── INFORMATION SUPPLIED

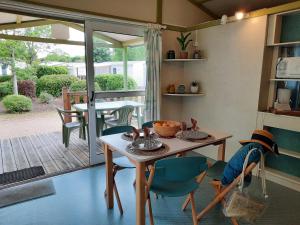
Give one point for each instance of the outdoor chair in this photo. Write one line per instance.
(175, 177)
(122, 117)
(119, 163)
(68, 127)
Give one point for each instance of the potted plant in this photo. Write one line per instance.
(194, 87)
(184, 42)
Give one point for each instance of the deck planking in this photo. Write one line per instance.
(45, 150)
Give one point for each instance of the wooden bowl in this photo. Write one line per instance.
(166, 128)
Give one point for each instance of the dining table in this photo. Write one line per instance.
(172, 147)
(101, 107)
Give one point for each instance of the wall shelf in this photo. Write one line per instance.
(183, 60)
(283, 79)
(184, 95)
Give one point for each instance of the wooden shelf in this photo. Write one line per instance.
(285, 79)
(185, 95)
(183, 60)
(289, 153)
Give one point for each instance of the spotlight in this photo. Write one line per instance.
(239, 15)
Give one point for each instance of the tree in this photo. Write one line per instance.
(102, 55)
(10, 52)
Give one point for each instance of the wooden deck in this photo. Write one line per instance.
(45, 150)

────

EXERCISE OBJECTIVE - Copy the listing above word for word, every line including the points, but leave out the pictures.

CORRECT RESULT -
Give one point for each instance of the outdoor chair in this photo. Write one line per instance.
(175, 177)
(122, 117)
(119, 163)
(68, 127)
Give one point for each instance of the potted plant in this photo. Write one line per instance.
(194, 87)
(184, 42)
Give one point for each instance of the deck planking in this photo. Write one line per instance.
(45, 150)
Give one point for each instance of the wooden bowl in this photo. Write one line per instance.
(166, 128)
Give one point for each instance of the dining table in this photo. Write one line per instance.
(172, 147)
(101, 107)
Give one point for each instance of the wall shelf in this photo. Write one line per instance.
(183, 60)
(283, 79)
(184, 95)
Give one point for each instance of the wooden shelf in this photo. Write one line per instance.
(285, 79)
(185, 95)
(183, 60)
(289, 153)
Give one point for each instance of the spotlight in this photo. Write one line per instance.
(239, 15)
Give one point for each instance of the tree in this photo. Write one line per instance.
(102, 55)
(10, 52)
Give one point for each instance of the wooden deck in this photo. Write one line per instance.
(45, 150)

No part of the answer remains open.